[Dataset excerpt]
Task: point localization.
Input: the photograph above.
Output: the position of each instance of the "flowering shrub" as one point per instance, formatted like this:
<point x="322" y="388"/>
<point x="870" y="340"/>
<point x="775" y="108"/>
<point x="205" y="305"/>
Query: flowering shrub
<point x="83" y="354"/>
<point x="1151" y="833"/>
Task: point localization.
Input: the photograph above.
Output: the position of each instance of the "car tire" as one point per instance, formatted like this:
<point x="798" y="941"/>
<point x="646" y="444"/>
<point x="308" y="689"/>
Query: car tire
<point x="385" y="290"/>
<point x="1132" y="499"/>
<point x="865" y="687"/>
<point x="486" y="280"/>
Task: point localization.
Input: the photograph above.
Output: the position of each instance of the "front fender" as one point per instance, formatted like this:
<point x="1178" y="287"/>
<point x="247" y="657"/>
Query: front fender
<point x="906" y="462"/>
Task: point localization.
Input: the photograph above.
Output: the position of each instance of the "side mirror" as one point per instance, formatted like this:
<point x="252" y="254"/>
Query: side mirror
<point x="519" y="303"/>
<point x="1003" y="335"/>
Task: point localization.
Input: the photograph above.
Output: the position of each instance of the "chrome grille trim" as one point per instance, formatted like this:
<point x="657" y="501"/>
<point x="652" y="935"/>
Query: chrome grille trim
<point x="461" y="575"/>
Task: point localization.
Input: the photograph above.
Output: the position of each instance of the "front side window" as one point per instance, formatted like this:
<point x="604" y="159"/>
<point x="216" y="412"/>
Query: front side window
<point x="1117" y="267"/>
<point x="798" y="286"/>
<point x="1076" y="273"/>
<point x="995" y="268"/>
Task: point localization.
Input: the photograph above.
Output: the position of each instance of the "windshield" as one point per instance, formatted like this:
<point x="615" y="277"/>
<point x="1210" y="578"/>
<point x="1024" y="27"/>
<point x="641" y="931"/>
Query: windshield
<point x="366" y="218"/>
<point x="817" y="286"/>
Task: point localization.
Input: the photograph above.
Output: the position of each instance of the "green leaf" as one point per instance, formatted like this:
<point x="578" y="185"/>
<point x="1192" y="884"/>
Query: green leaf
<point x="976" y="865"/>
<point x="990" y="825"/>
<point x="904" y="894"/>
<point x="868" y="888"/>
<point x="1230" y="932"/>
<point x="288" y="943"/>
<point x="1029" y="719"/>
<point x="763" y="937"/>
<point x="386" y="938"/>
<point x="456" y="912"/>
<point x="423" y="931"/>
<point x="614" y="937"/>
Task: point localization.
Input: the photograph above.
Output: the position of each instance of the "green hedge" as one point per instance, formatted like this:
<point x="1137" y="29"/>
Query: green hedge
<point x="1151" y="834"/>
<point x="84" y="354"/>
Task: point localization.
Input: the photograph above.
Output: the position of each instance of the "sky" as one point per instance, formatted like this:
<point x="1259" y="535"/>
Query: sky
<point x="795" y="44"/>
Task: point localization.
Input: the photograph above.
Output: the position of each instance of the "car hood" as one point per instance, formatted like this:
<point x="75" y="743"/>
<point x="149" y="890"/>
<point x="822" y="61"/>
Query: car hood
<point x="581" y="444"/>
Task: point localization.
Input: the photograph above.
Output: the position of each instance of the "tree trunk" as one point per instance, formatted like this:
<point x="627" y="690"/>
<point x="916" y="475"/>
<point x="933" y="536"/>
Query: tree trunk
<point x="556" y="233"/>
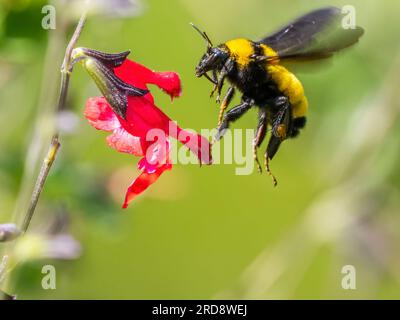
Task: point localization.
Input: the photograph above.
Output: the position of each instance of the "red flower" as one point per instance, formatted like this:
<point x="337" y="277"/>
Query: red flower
<point x="131" y="133"/>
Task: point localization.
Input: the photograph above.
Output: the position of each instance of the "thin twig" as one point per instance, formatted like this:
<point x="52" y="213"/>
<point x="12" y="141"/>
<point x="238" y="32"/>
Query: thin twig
<point x="55" y="144"/>
<point x="41" y="180"/>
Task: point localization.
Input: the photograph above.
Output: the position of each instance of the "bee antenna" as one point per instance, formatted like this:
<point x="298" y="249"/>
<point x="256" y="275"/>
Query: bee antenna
<point x="203" y="35"/>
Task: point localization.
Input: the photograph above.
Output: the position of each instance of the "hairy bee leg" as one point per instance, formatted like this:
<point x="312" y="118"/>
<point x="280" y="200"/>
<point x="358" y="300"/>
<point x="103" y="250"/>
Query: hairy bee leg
<point x="268" y="169"/>
<point x="260" y="135"/>
<point x="226" y="69"/>
<point x="281" y="124"/>
<point x="233" y="115"/>
<point x="225" y="103"/>
<point x="215" y="81"/>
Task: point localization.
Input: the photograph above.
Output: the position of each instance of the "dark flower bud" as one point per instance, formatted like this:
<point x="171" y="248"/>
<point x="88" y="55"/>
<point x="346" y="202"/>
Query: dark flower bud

Aim of the task
Pull out every line in the listing above that contains the string "trim", treating uppercase and lowercase as different.

Right answer
Output: the position of each instance of the "chrome grille trim" as one point per instance, formatted like this:
Query: chrome grille trim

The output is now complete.